> **EXCERPT TO READ**:

Now, if you want to become an effective manager after starting up as a solo entrepreneur, it will take more than teaching your staff the execution of an effective pick and roll — though, it would be pretty awesome if you held drills in your office. Fortunately, there are some other things you can do to teach yourself to more effectively manage your new hires:
Develop Empathy. Lawyers get paid to be cold and calculating. The touchy-feely cannot often intrude. Of course, you don’t have to be a weepy tub of goo to be empathetic. The prerequisite for having empathy is to understand another’s feelings/position. If you have an understanding of where someone is coming from, it is far easier for you to help them on the way to where they need to go.
Understand Your Own Systems. One of the chief frustrations of staff in a law firm setting is frustration relating to a haphazard collection of systems, or a misunderstanding of applied systems by management personnel. There are many attorneys who rely entirely on staff, or junior attorneys (especially in this economic climate), to establish and run systems, especially technology-based systems, for the office. However, this is a poor management decision; not only should you not be relying so heavily on staff to run your business, it is ultimately a question of competency, if your lack of understanding of your own systems prejudices your ability to serve your clients. So, implement and know your own systems, even where you allow staff to manage updates and the majority of data input. Your people will become more invested, seeing that you’re more invested.
Create Clear Instructions. There’s nothing worse than an amorphous assignment; this is especially true when you don’t even quite know what you want . . . because, then, how can your staffperson divine it? This is another obvious source of frustration for law firm staff, and a clear hindrance to effective training. It’s almost inevitable, if your instructions and desires are not clear, that you will not get exactly what you want, which is likely to lead to at least some level of bad feeling between you and your staff. So, take some time to think about what you really want out of a project. Then, be clear, and concise, about what you want, in communicating it to your staff. If it helps, relay the assignment orally, and follow up with an email respecting particular tasks/steps. The email serves as documentation for the process, and as a useful guide for your staff in moving forward. Not that you should be a micromanager — but, you should work to create expectations, and the understandings engendered through same.
Treat Mistakes as Teaching Moments. Nobody’s perfect, not even you. Mistakes are going to happen; and, the worst thing you can do is to blow up about them. If you want to guarantee that mistakes will continue, you should absolutely berate your staff after each one occurs, so that they’re good and pissed off and resentful, or too frightened to ask you another question, ever again. Consider mistakes to be teaching moments. Along with the offending staff member, try to get to the bottom of how the error occurred, so that you can highlight a change in the part of the process that needs to be corrected. Use the mistake as a method for building your staffperson up, rather than tearing him down. Assure the person of the general quality of their work, explain the importance of correcting the mistake and reiterate that if any questions come up, or if that person is unsure about a process, that he should not hesitate to ask. In addition to opening lines of communication, and buoying the staffperson’s spirts, you’re underscoring the importance of eliminating errors (and) moving forward. The commission of continual mistakes that could/should be avoided eventually leads to travel down another route; but, the question of when and how to release underperforming employees is a subject for another day.

> **PROBLEMS TO WORK ON**:
**1.** Repeat the passage on managing law firm staff word for word, from "Now, if you" to "need to go.".
**2.** In the passage on managing law firm staff, what should you do after giving an assignment orally?
**3.** Using the passage on managing law firm staff, explain why a manager shouldn't berate staff after a mistake.
You won't need the items to finish this work.

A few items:
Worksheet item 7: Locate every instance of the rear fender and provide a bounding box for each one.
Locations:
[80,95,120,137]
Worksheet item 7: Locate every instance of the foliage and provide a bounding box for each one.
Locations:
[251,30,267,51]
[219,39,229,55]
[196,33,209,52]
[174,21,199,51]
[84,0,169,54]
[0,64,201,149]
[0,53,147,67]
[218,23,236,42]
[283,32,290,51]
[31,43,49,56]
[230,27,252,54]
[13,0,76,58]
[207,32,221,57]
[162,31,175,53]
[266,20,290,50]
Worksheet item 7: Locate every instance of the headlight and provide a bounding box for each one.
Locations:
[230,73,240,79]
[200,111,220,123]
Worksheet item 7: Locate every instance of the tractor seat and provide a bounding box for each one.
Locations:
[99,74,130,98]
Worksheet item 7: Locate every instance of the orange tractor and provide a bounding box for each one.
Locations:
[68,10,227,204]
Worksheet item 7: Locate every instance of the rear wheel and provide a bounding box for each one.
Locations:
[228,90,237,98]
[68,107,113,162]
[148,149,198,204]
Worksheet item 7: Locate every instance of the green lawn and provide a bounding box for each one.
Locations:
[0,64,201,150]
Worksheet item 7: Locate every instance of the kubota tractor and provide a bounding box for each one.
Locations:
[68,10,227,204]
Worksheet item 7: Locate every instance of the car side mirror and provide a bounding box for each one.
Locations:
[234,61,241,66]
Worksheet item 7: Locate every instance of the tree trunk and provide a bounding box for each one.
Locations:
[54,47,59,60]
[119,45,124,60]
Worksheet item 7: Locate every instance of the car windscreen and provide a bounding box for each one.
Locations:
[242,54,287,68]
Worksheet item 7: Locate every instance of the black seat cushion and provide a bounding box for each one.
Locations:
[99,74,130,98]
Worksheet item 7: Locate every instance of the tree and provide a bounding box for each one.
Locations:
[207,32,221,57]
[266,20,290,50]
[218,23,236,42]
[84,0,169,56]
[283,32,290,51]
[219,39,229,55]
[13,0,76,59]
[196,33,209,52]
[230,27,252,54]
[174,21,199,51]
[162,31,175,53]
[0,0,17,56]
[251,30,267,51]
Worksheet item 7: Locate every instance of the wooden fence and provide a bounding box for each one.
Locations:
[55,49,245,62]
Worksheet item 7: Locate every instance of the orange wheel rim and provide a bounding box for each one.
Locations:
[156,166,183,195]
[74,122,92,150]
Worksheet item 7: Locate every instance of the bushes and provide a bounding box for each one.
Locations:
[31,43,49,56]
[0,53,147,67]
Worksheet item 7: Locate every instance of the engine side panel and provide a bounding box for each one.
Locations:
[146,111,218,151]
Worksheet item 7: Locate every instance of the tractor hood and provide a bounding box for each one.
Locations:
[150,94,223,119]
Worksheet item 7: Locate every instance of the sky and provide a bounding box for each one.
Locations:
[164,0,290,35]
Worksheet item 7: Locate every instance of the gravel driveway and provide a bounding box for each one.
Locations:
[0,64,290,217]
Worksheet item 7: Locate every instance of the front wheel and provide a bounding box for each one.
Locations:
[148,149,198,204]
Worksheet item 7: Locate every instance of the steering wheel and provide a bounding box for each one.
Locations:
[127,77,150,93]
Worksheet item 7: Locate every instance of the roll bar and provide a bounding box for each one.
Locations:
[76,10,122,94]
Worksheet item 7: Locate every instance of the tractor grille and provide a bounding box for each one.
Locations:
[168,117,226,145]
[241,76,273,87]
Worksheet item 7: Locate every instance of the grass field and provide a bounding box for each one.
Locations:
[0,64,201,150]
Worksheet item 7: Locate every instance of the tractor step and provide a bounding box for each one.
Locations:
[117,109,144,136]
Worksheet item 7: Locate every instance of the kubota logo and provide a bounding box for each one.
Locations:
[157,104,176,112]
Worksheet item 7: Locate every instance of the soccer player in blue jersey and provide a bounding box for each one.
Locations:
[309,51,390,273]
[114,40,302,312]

> **RESULTS IN ORDER**:
**1.**
Now, if you want to become an effective manager after starting up as a solo entrepreneur, it will take more than teaching your staff the execution of an effective pick and roll — though, it would be pretty awesome if you held drills in your office. Fortunately, there are some other things you can do to teach yourself to more effectively manage your new hires:
Develop Empathy. Lawyers get paid to be cold and calculating. The touchy-feely cannot often intrude. Of course, you don’t have to be a weepy tub of goo to be empathetic. The prerequisite for having empathy is to understand another’s feelings/position. If you have an understanding of where someone is coming from, it is far easier for you to help them on the way to where they need to go.

**2.** Follow up with an email about the particular tasks or steps.

**3.** Berating staff after each mistake ensures that mistakes will keep happening. Staff end up angry and resentful, or too frightened to ever ask another question.